=== 本文の抜き書き ===

════════

デモは意味ないのか?~官邸デモレポート
2012年 06月 30日

毎週金曜日に総理官邸前で、
原発再稼動反対デモが行われているのは、
多くの方がご存知かと思う。
3月から行われているが、先週あたりから参加者が増え、
マスコミがあまり報道しないのにもかかわらず、
ツイッターなどではしょっちゅう情報を見るようになった。
ただ正直、6月29日のデモに行ってみる前まで、
私個人はデモに懐疑的だった。
というかデモってうさんくさいものだと思っていた。
デモって無意味だと思っていた。
デモってなんか一部のヒステリックな人だけが、
自己満足でやっているだけかと思っていた。
そう思っている人も多いだろう。
だが今回、デモの取材をして認識を改めた。
このデモはいわゆる従来のデモとは違う。
確かにデモをしたところで、
原発を止めることはできないかもしれないが、
このデモは、日本が変わる、国民が変わる、
大きな転機になるかもしれない。
今まで国民はテレビに向かって、
政治家に文句を言っていただけだった。

════════

=== やること A ===
下の項目のうち、「Guideline: the keypoint for each instance of the thumb」を含む行から項目の最後までを、「shrub」を「bush」に置き換えて書き直してください。それ以外は変えないでください。

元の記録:
════════

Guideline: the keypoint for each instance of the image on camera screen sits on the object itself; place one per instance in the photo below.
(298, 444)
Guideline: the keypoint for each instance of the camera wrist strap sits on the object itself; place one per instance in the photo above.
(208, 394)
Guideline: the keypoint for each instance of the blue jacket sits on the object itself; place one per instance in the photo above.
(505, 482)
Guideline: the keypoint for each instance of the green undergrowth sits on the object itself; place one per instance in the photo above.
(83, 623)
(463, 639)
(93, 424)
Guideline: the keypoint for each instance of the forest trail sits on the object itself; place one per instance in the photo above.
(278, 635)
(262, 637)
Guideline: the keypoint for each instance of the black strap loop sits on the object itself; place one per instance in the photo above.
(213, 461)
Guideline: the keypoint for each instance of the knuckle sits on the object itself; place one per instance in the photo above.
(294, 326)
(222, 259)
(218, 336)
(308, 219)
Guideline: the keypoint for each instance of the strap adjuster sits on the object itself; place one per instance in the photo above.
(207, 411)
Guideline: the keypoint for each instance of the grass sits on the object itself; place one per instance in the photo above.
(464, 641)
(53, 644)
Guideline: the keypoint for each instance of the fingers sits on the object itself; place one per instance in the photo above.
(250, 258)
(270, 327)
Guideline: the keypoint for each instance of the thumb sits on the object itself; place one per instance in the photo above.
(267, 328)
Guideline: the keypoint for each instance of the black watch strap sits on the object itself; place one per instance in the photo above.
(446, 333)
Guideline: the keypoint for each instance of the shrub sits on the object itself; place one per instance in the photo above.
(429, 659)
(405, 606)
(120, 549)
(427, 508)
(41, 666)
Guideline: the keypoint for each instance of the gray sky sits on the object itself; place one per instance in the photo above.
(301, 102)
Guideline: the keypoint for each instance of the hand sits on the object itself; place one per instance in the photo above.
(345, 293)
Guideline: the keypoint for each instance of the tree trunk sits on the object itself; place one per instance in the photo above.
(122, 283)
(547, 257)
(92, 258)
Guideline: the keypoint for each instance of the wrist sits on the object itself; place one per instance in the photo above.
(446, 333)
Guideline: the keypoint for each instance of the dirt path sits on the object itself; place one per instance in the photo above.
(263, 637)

════════

=== やること B ===
官邸デモのレポートについて答えてください。
(i) デモは毎週何曜日に、どこの前で行われていますか。
(ii) デモはいつから行われていますか。
(iii) 筆者が実際に行ってみたのは何月何日のデモですか。

=== 正しい答え A ===
Guideline: the keypoint for each instance of the thumb sits on the object itself; place one per instance in the photo above.
(267, 328)
Guideline: the keypoint for each instance of the black watch strap sits on the object itself; place one per instance in the photo above.
(446, 333)
Guideline: the keypoint for each instance of the bush sits on the object itself; place one per instance in the photo above.
(429, 659)
(405, 606)
(120, 549)
(427, 508)
(41, 666)
Guideline: the keypoint for each instance of the gray sky sits on the object itself; place one per instance in the photo above.
(301, 102)
Guideline: the keypoint for each instance of the hand sits on the object itself; place one per instance in the photo above.
(345, 293)
Guideline: the keypoint for each instance of the tree trunk sits on the object itself; place one per instance in the photo above.
(122, 283)
(547, 257)
(92, 258)
Guideline: the keypoint for each instance of the wrist sits on the object itself; place one per instance in the photo above.
(446, 333)
Guideline: the keypoint for each instance of the dirt path sits on the object itself; place one per instance in the photo above.
(263, 637)

=== 正しい答え B ===
(i) 金曜日に、総理官邸前で行われています。
(ii) 3月からです。
(iii) 6月29日のデモです。